__Passage shown__:
────────

As the NHS faces the most challenging years in its history, our workforce report gives a clear warning of what lies ahead if the system does not act now to make the most of a changing medical workforce.
The data, gathered for The state of medical education and practice in the UK study we publish each year, reveal significant imbalances in the profession. But with that comes a real opportunity to make positive changes that will meet patients’ needs, enable more doctors to fulfil their potential, and keep highly skilled doctors in our health services for longer.
The research paints a stark picture. While the number of doctors joining the workforce overall has grown by around 17% over the last five years, that growth is not consistent. It varies considerably between different groups of doctors, leaving a shortfall in primary care that puts at risk patients’ ability to access GP services.
The number of specialty and associate specialty (SAS) and locally employed (LE) doctors on the GMC register has increased at six times the rate of GPs, largely driven by doctors coming from overseas. If the trend continues, by 2030 SAS and LE doctors in secondary care will form the largest group in the medical workforce.

────────

__Recorded data__:
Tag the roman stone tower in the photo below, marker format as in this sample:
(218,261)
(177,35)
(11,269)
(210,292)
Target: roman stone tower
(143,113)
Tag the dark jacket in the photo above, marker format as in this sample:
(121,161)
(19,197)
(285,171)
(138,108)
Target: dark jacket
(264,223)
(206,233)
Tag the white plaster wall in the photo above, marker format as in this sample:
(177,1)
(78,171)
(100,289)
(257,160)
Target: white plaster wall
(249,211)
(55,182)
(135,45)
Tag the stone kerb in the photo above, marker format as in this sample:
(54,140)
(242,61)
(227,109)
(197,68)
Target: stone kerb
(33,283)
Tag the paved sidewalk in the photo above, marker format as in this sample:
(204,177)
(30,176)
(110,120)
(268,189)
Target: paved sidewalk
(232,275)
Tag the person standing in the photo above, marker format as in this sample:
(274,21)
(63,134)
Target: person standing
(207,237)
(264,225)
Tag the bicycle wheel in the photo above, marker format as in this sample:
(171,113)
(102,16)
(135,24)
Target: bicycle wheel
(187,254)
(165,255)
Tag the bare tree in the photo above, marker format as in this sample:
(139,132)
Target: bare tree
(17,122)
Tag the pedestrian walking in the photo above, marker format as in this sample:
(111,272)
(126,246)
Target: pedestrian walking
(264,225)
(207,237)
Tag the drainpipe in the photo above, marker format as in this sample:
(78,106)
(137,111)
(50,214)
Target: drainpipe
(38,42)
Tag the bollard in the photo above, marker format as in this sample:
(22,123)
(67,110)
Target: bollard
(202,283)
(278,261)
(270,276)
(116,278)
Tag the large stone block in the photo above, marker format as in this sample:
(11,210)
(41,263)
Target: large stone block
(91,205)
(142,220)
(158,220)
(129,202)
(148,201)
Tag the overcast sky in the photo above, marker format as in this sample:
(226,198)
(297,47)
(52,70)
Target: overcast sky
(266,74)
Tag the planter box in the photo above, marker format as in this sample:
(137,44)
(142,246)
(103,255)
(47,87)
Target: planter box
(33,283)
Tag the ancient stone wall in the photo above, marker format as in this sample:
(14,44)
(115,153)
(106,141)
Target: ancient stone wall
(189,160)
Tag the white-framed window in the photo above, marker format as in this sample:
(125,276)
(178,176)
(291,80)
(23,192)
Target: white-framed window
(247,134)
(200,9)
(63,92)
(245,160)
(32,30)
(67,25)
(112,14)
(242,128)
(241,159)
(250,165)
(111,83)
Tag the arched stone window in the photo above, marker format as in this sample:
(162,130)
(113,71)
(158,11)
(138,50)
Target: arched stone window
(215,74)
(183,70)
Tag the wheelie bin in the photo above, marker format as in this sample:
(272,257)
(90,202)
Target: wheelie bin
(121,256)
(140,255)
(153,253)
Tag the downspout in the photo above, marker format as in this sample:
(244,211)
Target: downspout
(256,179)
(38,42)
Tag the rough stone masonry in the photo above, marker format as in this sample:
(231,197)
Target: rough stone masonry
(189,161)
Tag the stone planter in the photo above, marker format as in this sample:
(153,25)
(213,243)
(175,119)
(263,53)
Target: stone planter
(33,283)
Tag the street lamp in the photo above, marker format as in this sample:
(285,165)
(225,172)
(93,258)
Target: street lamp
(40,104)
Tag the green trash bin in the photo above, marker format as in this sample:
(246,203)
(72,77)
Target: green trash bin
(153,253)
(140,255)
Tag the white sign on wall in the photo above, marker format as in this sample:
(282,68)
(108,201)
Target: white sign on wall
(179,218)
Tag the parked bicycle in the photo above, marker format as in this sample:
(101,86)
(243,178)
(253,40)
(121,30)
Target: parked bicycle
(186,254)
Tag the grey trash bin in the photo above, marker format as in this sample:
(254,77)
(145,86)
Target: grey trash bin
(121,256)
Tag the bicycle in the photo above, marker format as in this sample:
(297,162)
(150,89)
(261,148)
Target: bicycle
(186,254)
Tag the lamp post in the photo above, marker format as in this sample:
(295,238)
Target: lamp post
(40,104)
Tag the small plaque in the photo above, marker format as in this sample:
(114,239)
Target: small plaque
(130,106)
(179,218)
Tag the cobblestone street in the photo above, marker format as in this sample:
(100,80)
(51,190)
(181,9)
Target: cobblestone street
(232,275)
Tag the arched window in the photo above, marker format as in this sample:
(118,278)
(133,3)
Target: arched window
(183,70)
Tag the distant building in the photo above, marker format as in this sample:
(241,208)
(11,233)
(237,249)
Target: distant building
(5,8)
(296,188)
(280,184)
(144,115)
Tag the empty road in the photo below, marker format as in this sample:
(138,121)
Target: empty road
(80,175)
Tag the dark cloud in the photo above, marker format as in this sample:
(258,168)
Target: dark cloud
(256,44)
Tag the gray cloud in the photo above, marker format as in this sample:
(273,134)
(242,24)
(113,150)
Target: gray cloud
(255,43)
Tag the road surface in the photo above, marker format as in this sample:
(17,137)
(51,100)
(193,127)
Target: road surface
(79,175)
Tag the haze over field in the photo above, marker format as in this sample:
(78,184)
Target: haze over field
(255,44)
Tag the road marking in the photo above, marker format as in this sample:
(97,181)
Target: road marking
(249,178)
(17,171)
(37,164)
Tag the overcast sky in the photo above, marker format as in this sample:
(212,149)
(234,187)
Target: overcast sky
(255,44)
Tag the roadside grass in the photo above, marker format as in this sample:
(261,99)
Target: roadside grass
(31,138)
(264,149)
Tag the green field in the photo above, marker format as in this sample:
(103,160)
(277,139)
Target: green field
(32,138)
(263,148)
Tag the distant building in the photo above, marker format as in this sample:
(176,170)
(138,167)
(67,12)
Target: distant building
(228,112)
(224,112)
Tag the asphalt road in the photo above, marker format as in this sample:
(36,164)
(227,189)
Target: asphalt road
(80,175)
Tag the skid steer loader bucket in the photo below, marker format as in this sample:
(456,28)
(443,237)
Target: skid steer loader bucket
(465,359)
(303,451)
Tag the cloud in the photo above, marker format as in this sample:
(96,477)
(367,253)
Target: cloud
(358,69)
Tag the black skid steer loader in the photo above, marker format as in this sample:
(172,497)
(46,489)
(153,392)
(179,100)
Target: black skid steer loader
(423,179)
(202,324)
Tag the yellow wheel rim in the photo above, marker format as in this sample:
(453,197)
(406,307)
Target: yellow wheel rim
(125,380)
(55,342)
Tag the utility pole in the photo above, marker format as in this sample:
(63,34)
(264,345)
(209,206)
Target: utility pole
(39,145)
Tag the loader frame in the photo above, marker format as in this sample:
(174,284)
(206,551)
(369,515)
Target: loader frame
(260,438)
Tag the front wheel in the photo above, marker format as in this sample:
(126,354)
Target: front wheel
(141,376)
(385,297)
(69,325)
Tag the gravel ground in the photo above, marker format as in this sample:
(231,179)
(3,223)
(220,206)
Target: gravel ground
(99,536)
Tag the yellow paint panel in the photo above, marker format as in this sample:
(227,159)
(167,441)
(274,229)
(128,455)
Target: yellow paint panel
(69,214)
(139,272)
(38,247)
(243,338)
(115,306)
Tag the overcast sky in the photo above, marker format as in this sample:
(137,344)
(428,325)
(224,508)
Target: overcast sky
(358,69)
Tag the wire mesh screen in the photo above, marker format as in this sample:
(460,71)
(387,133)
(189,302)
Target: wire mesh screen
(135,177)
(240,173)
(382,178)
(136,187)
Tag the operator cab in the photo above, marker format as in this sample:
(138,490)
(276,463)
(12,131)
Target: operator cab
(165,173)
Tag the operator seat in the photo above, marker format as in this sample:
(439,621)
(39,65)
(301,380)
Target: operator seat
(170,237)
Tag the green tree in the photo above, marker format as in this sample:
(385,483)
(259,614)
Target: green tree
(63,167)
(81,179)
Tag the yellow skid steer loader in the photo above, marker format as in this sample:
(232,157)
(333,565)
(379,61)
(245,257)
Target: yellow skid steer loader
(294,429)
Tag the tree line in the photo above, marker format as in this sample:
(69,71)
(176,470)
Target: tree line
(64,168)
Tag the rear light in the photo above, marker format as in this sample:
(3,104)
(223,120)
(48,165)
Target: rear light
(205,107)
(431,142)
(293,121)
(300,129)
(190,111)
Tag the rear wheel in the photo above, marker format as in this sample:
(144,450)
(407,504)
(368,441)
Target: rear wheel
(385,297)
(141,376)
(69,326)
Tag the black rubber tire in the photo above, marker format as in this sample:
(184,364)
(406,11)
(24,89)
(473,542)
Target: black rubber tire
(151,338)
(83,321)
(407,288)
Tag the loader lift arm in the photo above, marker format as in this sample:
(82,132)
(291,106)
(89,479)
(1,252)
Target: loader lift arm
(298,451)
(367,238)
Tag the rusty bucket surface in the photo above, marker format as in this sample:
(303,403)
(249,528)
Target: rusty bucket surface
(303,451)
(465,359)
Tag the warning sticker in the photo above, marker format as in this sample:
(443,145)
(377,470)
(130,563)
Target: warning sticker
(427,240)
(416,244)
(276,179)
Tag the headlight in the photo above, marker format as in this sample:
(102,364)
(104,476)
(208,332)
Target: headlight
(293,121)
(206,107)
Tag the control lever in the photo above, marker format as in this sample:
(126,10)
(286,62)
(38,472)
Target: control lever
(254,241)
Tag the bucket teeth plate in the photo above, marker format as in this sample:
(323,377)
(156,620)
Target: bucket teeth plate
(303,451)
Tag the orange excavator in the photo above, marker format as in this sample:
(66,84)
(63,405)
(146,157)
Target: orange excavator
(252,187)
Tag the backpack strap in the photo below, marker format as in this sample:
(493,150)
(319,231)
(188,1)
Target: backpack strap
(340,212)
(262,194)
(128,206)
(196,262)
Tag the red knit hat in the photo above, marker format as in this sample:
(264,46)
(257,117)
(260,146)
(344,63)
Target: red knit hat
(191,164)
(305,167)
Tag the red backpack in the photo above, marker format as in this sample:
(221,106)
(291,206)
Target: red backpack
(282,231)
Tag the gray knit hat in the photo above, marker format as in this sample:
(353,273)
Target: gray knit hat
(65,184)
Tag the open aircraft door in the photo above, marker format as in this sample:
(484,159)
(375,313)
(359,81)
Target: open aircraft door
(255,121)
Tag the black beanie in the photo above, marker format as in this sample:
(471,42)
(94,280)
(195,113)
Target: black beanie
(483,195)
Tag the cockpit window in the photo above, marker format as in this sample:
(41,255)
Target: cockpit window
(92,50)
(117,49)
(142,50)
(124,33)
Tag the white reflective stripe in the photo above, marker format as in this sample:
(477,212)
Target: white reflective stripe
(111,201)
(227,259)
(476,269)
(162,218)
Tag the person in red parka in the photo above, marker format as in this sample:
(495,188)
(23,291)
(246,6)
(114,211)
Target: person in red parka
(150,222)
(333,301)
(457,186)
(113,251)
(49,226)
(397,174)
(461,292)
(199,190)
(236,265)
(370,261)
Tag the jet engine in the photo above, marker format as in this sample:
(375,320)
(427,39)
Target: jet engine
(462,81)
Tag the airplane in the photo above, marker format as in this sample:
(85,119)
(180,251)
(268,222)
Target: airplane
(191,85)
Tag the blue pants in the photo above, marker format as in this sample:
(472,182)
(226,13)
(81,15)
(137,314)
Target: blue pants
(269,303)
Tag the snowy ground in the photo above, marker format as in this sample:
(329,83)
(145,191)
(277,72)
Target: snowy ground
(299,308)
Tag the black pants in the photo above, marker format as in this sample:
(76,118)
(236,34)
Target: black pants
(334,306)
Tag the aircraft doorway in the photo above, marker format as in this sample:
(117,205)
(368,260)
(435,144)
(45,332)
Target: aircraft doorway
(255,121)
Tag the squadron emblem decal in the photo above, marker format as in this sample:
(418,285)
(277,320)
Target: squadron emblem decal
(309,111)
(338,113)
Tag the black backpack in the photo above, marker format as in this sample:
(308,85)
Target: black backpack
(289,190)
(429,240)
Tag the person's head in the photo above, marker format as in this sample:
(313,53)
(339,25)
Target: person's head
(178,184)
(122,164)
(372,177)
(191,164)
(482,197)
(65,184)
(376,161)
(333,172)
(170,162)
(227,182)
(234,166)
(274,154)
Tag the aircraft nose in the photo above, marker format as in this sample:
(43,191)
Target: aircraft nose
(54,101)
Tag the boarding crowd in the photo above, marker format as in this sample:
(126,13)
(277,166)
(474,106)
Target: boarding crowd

────────

__Required work__:
- 1) List every abbreviation that appears in the medical workforce passage.
- 2) Transcribe the medical workforce passage word for word between "The number of specialty" and "the medical workforce.", inclusive.
- 3) Go on writing the medical workforce passage from the point where it stops.
The entries have no connection to the medical workforce passage.

__Answers to the tasks__:
- 1) NHS, UK, SAS, LE, GMC, GP (also written as GPs)

- 2)
The number of specialty and associate specialty (SAS) and locally employed (LE) doctors on the GMC register has increased at six times the rate of GPs, largely driven by doctors coming from overseas. If the trend continues, by 2030 SAS and LE doctors in secondary care will form the largest group in the medical workforce.

- 3)
SAS and LE doctors are a valuable asset: we are fortunate to have access to their knowledge and expertise. But the system does not always make the most of their talents. Supporting the varied career aspirations of SAS doctors, either by enabling them to progress further within their chosen specialties or by offering opportunities in different areas of the healthcare system, will be crucial to a sustainable medical workforce.
Many SAS doctors tell us they want better working environments, more support with career development and progression, and more flexibility in positions available to them – but instead, too many of them encounter barriers that hinder their development. Furthermore, rules actively prevent these doctors from working in areas like primary care, where we see the most significant workforce challenges.
We must make the most of the incredible pool of ability at our disposal in SAS and LE doctors. One way to start immediately would be for the government to change the Performers List criteria, to allow more doctors to work in general practice.
Lifting the barriers that prevent SAS doctors from working alongside GPs in complementary primary care roles would expand SAS doctors’ career options and provide new opportunities for those who want them. Importantly, it would also give GPs much-needed support, allowing them to focus on the areas of practice where their particular skills and specialist expertise are most in demand, to the benefit of health services, doctors and patients.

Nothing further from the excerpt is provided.